§ **Objective 1**
In the account of the summer job below, what was the large aluminum sheet a template for?
§ **Objective 2**
Translate this sentence from the account of the summer job below into Spanish: "Don’t sit on a plane next to the engine fan or compressor sections."
§ **Objective 3**
Update the account of the summer job below between "My summer job" and "or compressor sections.", inclusive, putting "Inspector" in place of "Checker".

§ **Text shown**
##########

Conclusions and Recommendations?
My summer job after high school was in an aircraft contractor making templates for die cast jet engine parts. They gave me the job of drilling ~1200 holes in a large 1/16” aluminum sheet. Checker caught mistakes on quite a few holes. I fixed the mistakes. I asked coworkers what was the sheet for? It was a template for a jet engine scatter shield in case jet engines disintegrated. They laughed about whether 1/16” steel could contain errant fan blades and disc parts. Don’t sit on a plane next to the engine fan or compressor sections.

##########

§ **Data extract**
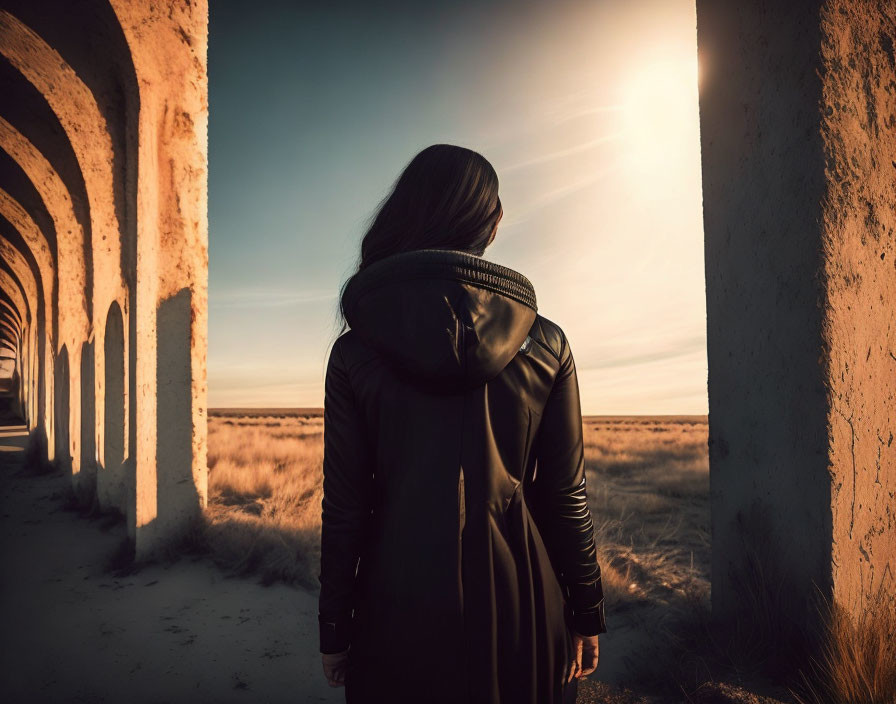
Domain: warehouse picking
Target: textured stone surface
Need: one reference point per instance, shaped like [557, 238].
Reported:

##########

§ **Full solution 1**
A jet engine scatter shield.

§ **Full solution 2**
No se siente en un avión junto a las secciones del ventilador o del compresor del motor.

§ **Full solution 3**
My summer job after high school was in an aircraft contractor making templates for die cast jet engine parts. They gave me the job of drilling ~1200 holes in a large 1/16” aluminum sheet. Inspector caught mistakes on quite a few holes. I fixed the mistakes. I asked coworkers what was the sheet for? It was a template for a jet engine scatter shield in case jet engines disintegrated. They laughed about whether 1/16” steel could contain errant fan blades and disc parts. Don’t sit on a plane next to the engine fan or compressor sections.